[Activity] This exercise calls for every line of the data below with the string "concrete" in it.
________________
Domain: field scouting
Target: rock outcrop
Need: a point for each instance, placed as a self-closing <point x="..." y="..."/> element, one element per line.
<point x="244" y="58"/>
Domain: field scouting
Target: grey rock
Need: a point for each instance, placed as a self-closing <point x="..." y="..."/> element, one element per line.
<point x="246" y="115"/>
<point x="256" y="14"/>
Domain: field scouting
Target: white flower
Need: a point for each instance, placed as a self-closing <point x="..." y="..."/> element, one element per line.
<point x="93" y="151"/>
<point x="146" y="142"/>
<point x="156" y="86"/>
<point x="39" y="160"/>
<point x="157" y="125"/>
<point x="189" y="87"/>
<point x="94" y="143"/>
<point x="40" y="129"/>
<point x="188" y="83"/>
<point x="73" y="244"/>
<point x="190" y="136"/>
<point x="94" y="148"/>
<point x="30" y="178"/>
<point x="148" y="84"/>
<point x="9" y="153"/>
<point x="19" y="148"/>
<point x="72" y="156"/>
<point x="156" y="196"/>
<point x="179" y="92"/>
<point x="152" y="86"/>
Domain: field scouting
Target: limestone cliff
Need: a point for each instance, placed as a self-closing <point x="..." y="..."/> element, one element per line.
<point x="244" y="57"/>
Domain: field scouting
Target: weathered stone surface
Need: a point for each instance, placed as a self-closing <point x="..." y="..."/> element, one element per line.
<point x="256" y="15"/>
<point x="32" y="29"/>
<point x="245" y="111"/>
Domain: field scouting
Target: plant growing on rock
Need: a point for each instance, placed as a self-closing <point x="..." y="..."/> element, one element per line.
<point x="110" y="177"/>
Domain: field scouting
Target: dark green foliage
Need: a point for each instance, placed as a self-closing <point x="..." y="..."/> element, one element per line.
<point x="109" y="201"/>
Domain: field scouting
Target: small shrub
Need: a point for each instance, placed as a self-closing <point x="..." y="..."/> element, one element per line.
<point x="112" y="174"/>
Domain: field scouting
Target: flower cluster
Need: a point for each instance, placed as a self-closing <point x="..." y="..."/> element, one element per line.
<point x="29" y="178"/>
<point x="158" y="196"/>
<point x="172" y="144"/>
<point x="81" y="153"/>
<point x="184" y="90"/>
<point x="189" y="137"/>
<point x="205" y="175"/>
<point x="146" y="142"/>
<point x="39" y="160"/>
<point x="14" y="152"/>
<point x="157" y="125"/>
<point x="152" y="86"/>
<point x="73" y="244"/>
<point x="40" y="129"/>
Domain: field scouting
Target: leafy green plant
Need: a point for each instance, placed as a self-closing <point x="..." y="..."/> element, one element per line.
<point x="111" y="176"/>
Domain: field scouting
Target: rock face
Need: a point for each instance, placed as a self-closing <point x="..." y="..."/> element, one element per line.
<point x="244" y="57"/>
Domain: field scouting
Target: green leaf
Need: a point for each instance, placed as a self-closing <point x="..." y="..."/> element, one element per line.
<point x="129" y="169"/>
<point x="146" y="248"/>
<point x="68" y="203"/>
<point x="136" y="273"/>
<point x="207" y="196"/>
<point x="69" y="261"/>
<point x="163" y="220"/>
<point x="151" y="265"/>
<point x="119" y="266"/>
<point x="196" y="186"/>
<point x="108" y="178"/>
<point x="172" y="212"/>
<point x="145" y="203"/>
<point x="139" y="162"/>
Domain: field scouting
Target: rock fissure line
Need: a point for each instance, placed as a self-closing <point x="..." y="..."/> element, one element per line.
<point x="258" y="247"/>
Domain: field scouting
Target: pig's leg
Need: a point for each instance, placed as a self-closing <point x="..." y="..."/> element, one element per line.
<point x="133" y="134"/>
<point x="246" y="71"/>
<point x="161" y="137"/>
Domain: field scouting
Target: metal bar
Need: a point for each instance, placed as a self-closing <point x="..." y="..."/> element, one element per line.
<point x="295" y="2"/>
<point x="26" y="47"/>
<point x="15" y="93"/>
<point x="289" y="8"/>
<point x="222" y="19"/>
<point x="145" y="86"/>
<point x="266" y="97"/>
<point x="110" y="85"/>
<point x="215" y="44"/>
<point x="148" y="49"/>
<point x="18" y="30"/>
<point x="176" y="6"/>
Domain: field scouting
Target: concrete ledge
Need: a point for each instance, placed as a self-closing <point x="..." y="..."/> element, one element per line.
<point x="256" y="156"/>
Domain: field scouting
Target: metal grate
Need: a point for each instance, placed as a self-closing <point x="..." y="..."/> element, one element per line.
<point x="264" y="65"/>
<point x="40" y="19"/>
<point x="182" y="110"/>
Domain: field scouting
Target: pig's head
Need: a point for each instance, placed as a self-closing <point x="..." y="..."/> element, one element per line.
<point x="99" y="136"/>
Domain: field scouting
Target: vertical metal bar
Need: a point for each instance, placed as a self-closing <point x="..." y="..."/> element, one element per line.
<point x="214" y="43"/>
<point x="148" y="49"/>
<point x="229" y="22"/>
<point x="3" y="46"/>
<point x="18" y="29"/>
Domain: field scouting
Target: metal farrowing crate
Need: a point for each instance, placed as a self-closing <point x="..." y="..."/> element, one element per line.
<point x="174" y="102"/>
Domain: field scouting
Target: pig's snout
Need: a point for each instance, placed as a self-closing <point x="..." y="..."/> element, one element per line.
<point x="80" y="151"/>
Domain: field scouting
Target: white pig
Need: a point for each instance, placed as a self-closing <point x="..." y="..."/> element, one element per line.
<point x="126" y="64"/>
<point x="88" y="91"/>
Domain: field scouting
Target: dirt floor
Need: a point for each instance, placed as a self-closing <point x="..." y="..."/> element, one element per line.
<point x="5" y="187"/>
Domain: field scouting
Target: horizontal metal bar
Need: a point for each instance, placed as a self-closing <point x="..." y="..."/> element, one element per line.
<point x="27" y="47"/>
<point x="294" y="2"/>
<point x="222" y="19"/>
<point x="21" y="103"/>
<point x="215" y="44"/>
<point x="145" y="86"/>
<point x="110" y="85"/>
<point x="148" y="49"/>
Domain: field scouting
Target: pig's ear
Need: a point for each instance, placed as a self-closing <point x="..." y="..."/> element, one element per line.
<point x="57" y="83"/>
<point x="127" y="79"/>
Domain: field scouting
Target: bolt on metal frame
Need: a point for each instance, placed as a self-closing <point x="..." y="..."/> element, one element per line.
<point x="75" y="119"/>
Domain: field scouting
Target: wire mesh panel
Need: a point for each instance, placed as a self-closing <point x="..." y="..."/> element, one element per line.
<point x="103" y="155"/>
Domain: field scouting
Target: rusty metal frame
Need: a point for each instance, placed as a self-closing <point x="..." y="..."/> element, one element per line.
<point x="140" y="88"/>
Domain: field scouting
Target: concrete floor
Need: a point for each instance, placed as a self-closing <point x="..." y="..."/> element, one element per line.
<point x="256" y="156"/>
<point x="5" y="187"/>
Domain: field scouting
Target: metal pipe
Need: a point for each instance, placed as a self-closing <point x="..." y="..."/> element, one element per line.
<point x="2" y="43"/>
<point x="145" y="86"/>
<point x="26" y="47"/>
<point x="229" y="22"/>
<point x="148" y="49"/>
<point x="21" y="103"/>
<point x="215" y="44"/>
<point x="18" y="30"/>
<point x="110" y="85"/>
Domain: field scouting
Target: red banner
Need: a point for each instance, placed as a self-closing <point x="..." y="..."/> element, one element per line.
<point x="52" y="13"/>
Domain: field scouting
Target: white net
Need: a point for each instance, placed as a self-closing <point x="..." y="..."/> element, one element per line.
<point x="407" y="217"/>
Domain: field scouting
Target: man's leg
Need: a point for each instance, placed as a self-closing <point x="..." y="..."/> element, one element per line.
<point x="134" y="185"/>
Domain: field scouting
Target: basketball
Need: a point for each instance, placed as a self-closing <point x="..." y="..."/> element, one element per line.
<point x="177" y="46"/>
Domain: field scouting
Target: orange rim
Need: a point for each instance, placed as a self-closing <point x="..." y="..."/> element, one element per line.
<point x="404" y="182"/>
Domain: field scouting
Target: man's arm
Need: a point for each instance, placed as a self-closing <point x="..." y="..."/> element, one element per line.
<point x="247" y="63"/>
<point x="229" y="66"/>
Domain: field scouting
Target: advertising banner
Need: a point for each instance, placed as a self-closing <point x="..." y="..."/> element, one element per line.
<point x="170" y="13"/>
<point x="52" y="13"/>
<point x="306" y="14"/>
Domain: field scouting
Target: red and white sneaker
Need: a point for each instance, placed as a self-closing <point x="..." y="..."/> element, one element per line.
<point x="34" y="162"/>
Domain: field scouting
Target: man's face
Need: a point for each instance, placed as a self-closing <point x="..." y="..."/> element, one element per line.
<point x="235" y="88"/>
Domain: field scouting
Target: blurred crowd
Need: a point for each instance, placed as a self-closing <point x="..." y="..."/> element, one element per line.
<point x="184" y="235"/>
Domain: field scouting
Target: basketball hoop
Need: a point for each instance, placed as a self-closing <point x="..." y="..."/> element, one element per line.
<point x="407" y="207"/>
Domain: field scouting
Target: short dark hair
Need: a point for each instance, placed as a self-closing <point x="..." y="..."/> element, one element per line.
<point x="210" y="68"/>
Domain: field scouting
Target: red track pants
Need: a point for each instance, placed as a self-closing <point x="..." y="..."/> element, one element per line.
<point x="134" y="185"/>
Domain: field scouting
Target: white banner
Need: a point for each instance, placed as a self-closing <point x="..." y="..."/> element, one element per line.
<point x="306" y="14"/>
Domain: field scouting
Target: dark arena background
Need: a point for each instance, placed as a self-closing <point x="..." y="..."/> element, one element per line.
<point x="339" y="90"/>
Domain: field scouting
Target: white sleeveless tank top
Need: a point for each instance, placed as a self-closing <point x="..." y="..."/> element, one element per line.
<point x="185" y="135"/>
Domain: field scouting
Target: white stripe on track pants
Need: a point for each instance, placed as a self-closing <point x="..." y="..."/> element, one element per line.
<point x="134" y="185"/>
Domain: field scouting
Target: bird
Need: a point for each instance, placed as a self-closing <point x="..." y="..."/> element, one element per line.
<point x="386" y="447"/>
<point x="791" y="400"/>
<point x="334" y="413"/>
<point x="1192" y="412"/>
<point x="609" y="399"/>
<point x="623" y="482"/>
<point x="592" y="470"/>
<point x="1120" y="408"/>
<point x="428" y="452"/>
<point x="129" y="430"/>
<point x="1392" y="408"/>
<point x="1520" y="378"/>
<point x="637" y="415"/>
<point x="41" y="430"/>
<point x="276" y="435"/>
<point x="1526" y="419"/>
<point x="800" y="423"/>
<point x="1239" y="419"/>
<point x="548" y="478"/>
________________
[Result of this task]
Target: concrete ledge
Target: concrete floor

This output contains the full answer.